Exercise directions:
Please write out exactly the lines that begin at the line containing "Place a point on the knit" and run to the end of the records.

[Point labeling dataset excerpts]
--- Begin ---

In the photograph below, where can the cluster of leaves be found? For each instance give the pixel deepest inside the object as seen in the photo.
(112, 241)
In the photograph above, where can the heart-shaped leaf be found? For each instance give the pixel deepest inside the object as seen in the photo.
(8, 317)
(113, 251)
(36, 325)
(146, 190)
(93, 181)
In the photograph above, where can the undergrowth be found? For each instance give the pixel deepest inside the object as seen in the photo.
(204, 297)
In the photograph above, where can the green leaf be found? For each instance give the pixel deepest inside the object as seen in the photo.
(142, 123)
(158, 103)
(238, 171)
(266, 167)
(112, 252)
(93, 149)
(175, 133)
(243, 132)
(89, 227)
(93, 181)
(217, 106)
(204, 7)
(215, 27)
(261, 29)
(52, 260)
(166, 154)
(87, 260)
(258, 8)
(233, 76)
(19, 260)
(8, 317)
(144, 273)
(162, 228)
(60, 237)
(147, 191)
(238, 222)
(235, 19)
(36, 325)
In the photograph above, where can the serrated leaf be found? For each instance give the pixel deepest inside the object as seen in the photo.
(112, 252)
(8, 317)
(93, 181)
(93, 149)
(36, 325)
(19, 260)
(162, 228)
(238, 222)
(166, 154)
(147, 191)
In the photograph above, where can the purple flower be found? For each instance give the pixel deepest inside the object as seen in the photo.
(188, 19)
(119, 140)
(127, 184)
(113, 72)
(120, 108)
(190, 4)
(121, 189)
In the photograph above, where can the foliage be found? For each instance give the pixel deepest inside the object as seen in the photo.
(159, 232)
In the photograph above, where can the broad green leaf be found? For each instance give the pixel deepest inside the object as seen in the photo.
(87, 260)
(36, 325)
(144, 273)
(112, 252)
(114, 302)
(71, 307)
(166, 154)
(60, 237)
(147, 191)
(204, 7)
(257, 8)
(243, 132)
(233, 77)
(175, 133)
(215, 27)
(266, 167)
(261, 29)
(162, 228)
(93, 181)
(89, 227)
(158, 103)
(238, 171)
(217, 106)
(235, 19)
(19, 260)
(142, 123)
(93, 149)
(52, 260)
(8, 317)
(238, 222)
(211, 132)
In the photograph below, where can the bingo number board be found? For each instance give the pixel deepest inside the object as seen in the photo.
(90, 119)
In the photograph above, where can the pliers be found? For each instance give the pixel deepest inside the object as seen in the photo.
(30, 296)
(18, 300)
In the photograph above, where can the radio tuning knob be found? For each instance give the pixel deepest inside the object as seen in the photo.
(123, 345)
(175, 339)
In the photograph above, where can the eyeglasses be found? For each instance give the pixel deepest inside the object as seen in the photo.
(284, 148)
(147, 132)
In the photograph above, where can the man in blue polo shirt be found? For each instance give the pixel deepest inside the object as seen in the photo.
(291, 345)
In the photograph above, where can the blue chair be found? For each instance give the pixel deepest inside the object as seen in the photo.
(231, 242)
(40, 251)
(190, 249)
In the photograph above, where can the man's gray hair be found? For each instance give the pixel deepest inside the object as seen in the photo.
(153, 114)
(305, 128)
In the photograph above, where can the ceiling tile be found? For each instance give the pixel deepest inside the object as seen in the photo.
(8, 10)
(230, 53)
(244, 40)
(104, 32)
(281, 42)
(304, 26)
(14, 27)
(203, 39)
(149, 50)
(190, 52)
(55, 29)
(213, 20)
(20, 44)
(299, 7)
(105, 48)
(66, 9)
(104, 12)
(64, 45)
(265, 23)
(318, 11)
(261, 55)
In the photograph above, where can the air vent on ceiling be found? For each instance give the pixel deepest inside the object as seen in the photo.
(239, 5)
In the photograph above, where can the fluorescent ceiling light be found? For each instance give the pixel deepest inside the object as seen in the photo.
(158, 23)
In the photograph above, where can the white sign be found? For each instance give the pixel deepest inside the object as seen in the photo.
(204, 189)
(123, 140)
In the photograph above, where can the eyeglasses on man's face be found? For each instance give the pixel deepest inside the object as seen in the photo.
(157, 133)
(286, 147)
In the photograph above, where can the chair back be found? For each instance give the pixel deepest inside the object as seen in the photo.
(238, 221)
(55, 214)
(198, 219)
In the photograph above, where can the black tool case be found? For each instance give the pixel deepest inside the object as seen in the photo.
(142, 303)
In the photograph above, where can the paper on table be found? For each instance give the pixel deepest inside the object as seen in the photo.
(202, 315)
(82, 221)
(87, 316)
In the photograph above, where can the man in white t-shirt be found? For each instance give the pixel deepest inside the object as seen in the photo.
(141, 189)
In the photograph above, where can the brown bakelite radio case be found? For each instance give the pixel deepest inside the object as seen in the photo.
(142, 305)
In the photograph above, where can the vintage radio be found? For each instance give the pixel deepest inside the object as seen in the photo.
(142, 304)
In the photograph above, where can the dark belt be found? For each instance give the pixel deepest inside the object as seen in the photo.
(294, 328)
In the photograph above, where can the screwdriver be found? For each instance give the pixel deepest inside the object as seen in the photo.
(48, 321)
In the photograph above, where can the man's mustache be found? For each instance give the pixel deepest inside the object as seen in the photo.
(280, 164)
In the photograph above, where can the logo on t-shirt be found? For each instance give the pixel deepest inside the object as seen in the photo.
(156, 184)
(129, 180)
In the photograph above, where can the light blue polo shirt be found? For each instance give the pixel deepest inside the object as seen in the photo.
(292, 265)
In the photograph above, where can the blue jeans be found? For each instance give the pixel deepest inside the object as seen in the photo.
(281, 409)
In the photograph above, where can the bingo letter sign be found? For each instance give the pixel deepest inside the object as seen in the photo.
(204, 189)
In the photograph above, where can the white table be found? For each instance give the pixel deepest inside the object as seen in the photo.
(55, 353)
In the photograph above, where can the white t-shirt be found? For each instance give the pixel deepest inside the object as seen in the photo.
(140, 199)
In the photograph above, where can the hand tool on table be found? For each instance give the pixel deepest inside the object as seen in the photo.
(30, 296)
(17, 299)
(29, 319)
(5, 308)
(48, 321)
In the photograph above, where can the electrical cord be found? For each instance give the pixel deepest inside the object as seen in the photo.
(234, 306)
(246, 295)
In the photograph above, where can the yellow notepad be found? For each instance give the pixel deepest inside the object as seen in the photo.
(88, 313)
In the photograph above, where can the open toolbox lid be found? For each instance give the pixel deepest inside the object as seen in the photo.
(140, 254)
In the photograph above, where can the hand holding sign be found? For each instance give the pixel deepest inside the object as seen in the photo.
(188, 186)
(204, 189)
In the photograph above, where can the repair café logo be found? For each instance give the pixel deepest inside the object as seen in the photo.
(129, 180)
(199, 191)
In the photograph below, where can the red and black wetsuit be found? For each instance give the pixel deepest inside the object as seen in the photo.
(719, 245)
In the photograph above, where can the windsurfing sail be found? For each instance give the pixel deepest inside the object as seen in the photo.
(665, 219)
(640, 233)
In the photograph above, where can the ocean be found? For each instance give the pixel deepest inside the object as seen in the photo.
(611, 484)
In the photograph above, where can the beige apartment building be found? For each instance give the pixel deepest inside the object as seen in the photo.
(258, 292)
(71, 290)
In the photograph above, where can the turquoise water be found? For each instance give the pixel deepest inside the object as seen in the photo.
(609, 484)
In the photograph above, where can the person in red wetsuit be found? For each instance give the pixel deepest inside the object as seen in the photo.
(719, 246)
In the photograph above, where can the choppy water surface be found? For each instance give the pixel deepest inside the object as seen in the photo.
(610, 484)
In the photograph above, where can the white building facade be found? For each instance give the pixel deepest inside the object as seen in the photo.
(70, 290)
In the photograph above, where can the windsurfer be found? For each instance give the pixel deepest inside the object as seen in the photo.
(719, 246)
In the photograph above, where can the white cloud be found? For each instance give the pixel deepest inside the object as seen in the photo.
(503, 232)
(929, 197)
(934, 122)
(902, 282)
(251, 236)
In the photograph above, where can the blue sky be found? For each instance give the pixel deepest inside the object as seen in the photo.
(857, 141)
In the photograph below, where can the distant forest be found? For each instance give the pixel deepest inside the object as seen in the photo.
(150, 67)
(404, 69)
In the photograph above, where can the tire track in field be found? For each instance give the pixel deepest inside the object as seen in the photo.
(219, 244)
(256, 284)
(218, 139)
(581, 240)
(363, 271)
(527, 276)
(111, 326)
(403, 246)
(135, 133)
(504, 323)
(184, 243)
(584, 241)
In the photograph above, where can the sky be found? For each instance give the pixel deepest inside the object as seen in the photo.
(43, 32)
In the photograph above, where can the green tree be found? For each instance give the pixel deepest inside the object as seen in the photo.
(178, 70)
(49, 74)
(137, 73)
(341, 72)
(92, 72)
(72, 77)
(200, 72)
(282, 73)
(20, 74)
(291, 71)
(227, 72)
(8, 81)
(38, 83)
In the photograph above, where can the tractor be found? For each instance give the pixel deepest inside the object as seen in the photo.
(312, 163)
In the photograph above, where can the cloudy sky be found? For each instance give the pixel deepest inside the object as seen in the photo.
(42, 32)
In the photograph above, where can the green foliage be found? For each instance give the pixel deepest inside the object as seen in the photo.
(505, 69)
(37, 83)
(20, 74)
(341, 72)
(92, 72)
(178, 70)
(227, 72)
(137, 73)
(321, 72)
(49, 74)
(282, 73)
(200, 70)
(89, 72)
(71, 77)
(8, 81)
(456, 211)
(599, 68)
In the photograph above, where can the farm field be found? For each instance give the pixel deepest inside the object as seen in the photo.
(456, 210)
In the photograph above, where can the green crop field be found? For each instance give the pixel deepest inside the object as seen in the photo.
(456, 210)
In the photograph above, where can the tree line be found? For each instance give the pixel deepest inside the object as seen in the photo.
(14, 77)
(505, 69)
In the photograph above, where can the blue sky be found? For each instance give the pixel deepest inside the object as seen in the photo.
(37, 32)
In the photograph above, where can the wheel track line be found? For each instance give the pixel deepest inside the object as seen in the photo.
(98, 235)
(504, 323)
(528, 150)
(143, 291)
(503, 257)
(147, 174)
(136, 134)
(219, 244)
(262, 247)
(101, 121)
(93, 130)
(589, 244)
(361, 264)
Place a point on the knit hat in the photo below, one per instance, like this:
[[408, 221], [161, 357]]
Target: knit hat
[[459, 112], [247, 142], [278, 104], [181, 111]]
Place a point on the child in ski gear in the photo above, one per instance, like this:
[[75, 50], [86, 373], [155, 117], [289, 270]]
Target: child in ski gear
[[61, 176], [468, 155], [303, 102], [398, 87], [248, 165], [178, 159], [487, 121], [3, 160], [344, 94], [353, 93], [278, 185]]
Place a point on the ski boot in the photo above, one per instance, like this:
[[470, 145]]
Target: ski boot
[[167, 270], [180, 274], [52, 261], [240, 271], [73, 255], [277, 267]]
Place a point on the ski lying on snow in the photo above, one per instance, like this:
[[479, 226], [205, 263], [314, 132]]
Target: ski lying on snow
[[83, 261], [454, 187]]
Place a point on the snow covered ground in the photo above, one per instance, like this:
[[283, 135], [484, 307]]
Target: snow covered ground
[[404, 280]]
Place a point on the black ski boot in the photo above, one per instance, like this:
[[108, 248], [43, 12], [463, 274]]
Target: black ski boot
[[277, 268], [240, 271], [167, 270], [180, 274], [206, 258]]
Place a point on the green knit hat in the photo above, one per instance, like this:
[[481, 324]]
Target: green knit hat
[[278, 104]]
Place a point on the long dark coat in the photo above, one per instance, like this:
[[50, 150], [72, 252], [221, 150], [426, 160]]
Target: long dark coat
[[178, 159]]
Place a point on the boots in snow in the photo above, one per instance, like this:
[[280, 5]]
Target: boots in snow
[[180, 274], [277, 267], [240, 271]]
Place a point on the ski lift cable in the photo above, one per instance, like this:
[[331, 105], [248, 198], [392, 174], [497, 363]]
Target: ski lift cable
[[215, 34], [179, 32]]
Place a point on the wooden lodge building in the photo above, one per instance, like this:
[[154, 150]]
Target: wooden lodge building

--- End ---

Answer below:
Place a point on the knit hat in the photo below, one per instance, like this:
[[408, 221], [161, 357]]
Target: knit hat
[[459, 112], [247, 142], [278, 104], [181, 111]]
Place a point on the child in ski gear in the photo above, one per instance, like this:
[[75, 50], [86, 373], [155, 117], [289, 270]]
Target: child in ski gear
[[61, 176], [468, 155], [303, 102], [398, 87], [248, 165], [178, 159], [487, 121], [3, 160], [344, 94], [353, 93], [278, 185]]
Place a point on the ski boot in the photo above, one per instance, like this:
[[470, 145]]
Target: ski boot
[[167, 270], [180, 274], [52, 261], [240, 271], [73, 255], [277, 267]]
Place a point on the ski lying on snow in the photo above, one per instance, like this:
[[479, 226], [205, 263], [314, 132]]
Target: ski lying on snow
[[83, 261], [454, 187]]
Place a point on the snow covered ground in the photo above, one per instance, like this:
[[283, 135], [484, 307]]
Target: snow covered ground
[[404, 280]]
Place a point on the black ski boot in the photo above, one per instance, like this:
[[108, 248], [43, 12], [463, 274]]
Target: black ski boot
[[277, 268], [240, 271], [167, 270], [180, 274], [206, 258]]
Place a point on the green knit hat in the photo above, one per instance, like this:
[[481, 324]]
Target: green knit hat
[[278, 104]]
Place a point on the long dark coat in the photo above, one per instance, like this:
[[50, 150], [72, 252], [221, 150], [426, 160]]
Target: long dark coat
[[178, 159]]
Place a point on the boots in snow in the photo above, one per instance, like this:
[[280, 5]]
Target: boots in snow
[[180, 274], [277, 267], [240, 271]]
Place a point on the ski lift cable in the photo above, one per instance, like this:
[[331, 105], [248, 198], [392, 174], [497, 363]]
Target: ski lift cable
[[215, 34], [179, 32]]
Place a point on the wooden lodge building in the photo above, one per instance, like this:
[[154, 150]]
Target: wooden lodge building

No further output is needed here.